[[ Entries provided open ]]

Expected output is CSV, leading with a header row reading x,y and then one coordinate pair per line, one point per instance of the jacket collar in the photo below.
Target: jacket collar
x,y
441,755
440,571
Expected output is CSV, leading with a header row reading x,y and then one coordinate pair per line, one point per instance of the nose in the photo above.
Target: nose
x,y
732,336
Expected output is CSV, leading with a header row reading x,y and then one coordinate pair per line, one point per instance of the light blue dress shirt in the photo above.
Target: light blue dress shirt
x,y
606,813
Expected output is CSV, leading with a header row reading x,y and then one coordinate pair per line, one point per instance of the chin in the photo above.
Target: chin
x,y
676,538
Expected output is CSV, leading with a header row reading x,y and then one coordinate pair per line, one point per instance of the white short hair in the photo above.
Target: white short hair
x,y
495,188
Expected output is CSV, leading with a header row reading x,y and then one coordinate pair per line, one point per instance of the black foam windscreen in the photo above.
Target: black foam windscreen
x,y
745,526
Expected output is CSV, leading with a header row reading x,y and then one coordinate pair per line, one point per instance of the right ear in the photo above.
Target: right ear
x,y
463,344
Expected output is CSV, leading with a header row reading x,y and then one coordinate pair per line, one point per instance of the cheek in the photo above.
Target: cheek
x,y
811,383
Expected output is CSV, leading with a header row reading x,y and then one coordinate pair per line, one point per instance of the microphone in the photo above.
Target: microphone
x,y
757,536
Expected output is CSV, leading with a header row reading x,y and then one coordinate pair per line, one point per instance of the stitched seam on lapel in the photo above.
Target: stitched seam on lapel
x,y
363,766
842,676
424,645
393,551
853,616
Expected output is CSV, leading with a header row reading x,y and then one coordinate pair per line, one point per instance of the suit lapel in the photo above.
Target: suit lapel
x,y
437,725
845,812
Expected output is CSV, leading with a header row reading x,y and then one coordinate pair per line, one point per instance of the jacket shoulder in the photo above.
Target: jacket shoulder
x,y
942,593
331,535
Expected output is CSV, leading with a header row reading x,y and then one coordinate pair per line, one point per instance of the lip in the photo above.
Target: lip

[[ Entries provided closed ]]

**Your objective**. Reproduce every line above without error.

**Answer space**.
Expected output is CSV, leading with a header row reading x,y and then one coordinate pair per line, one point per instance of the jacket collar in the photo below.
Target: jacket collar
x,y
441,755
440,571
Expected output is CSV, leading with a header row reading x,y and then one coordinate pair per line, one point per instance of the nose in the photo above.
Target: nose
x,y
732,336
Expected output is CSV, leading with a header row reading x,y and then one coordinate pair per line, one point per instance of the light blue dress shirt in the photo above.
Target: light blue dress shirt
x,y
606,813
Expected output is CSV, leading with a header row reading x,y and then one coordinate pair per line, one point per instance of the chin in the photo above.
Target: chin
x,y
676,538
Expected output is CSV, leading with a header row reading x,y and then one coordinate pair per line, one point per instance of the white short hair in the photo above.
Target: white short hair
x,y
495,188
Expected output is CSV, leading with a header row reading x,y and then one coordinate pair per line, one point per instance of the black foam windscreen in the photo above.
Target: black foam windscreen
x,y
745,526
Expected output is CSV, leading with a header row reading x,y and then one coordinate pair per line, one point per instance of the right ear in the photo above.
Target: right ear
x,y
463,344
Expected output is CSV, leading with a header row reading x,y and then one coordinate pair per line, one point per instance of the cheek in the photo above.
Target: cheek
x,y
811,383
Expected output is CSV, leading with a header row reading x,y and then one coordinate pair per line, one point per instance of the microphone in the photo above.
Target: microphone
x,y
757,536
Expected output is CSV, leading with a header row reading x,y and then one coordinate pair per line, one point per instance of the stitched seam on lapel in the photo above.
Target: stitched seam on lapel
x,y
363,766
842,676
424,645
393,551
853,616
Expected output is CSV, leading with a header row reading x,y and then one coordinate pair per line, one point per instance of the suit lapel in the photo above.
Target: suit lapel
x,y
437,725
845,812
Expected output is CSV, leading with a header row reading x,y and then one coordinate pair per line, one point per instance of the jacket shoulder in the photo above.
Target: jacket shoulder
x,y
942,593
331,535
Expected output is CSV, leading with a header row reading x,y and then one coordinate pair per line, one point per instance of the lip in the photo above.
Target: lip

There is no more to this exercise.